>> BEGIN

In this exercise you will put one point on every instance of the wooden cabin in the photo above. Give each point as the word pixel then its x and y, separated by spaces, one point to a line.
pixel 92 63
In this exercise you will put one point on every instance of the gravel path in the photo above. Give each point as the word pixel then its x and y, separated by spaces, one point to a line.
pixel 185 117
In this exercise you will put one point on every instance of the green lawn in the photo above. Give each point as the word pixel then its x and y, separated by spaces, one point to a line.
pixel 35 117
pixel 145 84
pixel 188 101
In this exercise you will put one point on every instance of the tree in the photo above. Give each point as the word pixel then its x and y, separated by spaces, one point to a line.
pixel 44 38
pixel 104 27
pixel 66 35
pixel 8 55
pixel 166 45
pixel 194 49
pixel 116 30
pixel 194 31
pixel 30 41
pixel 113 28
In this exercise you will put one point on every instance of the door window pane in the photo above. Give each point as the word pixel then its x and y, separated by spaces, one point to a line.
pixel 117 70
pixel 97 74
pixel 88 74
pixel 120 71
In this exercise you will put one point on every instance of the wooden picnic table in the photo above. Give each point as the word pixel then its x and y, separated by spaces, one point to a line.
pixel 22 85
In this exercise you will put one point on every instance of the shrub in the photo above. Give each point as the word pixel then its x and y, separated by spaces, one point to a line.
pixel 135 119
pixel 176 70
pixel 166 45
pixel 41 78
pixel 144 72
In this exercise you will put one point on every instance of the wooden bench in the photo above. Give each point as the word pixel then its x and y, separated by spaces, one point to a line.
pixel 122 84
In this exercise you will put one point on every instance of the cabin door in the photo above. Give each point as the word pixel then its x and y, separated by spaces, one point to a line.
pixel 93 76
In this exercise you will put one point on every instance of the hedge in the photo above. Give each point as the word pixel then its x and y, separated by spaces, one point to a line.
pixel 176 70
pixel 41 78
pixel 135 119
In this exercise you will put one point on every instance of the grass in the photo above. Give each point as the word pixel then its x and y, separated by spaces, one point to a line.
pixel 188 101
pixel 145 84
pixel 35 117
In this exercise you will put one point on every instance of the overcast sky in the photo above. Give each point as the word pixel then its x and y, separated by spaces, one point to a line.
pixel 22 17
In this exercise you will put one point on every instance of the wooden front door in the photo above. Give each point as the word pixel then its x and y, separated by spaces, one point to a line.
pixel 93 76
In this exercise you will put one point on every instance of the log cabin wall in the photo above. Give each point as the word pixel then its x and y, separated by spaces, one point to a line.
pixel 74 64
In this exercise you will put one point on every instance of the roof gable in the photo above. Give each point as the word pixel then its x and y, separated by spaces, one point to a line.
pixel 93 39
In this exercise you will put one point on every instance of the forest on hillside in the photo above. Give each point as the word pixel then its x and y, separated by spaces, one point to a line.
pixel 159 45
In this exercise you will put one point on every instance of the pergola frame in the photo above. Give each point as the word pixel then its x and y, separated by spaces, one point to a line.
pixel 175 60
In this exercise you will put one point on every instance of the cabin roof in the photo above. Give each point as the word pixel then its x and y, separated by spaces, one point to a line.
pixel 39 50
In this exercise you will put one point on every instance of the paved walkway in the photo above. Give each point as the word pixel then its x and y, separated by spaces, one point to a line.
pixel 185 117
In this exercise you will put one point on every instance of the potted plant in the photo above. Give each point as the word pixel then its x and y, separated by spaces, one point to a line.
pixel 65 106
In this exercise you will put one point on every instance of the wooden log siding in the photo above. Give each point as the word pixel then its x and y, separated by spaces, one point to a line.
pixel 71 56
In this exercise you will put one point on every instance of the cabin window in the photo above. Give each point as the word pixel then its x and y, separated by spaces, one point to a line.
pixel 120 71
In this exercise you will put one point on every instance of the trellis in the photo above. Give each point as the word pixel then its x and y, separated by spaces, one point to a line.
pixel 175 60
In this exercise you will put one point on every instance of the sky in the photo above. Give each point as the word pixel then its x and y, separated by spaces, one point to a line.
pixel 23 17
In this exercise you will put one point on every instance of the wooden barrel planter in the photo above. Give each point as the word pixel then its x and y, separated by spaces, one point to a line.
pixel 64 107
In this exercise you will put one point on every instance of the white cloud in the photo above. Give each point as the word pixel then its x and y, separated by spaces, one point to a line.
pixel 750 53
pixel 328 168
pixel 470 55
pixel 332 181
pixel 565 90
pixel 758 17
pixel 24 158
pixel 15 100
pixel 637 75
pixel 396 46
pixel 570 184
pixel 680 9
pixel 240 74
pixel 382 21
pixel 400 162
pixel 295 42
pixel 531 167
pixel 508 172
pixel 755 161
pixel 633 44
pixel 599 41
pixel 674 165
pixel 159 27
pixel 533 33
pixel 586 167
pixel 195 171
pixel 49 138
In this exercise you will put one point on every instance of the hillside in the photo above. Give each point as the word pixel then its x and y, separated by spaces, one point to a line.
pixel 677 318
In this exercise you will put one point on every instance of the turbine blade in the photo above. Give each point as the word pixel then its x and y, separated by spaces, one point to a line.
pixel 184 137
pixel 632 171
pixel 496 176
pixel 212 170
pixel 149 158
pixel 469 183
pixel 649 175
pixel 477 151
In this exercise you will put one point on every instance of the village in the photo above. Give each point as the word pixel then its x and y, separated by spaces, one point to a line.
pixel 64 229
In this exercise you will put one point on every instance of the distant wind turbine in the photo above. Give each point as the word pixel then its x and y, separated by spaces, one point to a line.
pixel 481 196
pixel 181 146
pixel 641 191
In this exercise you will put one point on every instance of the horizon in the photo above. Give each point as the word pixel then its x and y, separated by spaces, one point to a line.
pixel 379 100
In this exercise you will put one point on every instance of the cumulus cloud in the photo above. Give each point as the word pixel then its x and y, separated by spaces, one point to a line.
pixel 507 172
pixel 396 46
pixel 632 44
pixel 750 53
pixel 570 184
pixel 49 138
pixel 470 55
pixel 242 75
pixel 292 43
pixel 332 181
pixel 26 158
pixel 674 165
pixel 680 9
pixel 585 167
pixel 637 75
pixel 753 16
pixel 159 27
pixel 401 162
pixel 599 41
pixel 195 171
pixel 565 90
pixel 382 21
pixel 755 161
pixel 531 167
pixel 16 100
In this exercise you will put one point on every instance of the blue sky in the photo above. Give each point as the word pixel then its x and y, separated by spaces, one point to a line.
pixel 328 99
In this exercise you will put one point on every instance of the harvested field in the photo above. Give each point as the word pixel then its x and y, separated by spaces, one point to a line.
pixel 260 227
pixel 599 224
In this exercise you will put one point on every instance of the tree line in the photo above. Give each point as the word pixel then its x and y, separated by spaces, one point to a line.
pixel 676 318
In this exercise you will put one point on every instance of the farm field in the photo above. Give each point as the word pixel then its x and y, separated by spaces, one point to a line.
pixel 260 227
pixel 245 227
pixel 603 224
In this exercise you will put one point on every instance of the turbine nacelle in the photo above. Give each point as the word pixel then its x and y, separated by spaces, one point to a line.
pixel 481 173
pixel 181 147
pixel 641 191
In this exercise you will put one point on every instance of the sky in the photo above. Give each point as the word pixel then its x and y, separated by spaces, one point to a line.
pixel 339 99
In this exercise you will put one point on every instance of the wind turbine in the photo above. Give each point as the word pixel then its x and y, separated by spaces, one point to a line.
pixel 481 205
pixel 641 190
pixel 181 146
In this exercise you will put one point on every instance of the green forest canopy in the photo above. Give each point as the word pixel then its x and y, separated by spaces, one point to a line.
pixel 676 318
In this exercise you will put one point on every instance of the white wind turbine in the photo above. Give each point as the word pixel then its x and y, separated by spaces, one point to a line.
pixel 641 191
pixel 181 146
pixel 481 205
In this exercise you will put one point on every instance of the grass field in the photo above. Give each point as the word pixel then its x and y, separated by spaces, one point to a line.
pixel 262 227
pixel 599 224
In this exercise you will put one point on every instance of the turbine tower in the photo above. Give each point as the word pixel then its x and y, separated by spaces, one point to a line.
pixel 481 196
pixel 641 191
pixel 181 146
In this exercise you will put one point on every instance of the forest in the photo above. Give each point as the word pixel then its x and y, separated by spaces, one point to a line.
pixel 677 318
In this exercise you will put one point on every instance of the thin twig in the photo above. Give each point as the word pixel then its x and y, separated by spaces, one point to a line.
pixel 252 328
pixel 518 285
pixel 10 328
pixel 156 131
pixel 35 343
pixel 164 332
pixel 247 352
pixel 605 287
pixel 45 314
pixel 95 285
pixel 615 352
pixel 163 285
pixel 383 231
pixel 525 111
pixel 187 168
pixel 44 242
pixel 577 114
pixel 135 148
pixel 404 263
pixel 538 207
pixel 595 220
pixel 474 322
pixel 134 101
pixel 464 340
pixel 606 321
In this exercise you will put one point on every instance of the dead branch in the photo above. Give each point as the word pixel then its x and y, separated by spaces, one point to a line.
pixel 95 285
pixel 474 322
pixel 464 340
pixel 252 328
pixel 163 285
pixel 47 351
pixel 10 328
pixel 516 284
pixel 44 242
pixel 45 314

>> END

■ **EXERCISE DESCRIPTION**:
Copy the lines from the very beginning through the one containing "pixel 144 72", putting "dirt path" in place of "gravel path" and changing nothing else.

■ **RIGHT ANSWER**:
In this exercise you will put one point on every instance of the wooden cabin in the photo above. Give each point as the word pixel then its x and y, separated by spaces, one point to a line.
pixel 92 63
In this exercise you will put one point on every instance of the dirt path in the photo above. Give each point as the word pixel then its x and y, separated by spaces, one point to a line.
pixel 185 117
In this exercise you will put one point on every instance of the green lawn in the photo above. Give each point as the word pixel then its x and y, separated by spaces, one point to a line.
pixel 35 117
pixel 145 84
pixel 188 101
In this exercise you will put one point on every instance of the tree in the photo above. Give each point as the word pixel then its x and y, separated by spaces, one point to a line.
pixel 44 38
pixel 104 27
pixel 66 35
pixel 8 55
pixel 166 45
pixel 194 49
pixel 116 30
pixel 194 31
pixel 30 41
pixel 113 28
In this exercise you will put one point on every instance of the door window pane in the photo above. Give each point as the word pixel then its x and y, separated by spaces, one point to a line.
pixel 117 70
pixel 97 74
pixel 88 74
pixel 120 71
In this exercise you will put one point on every instance of the wooden picnic table in the photo above. Give each point as the word pixel then its x and y, separated by spaces, one point to a line.
pixel 22 85
In this exercise you will put one point on every instance of the shrub in the photo above. Give each point as the word pixel then its x and y, separated by spaces, one point to a line.
pixel 135 119
pixel 176 70
pixel 166 45
pixel 41 78
pixel 144 72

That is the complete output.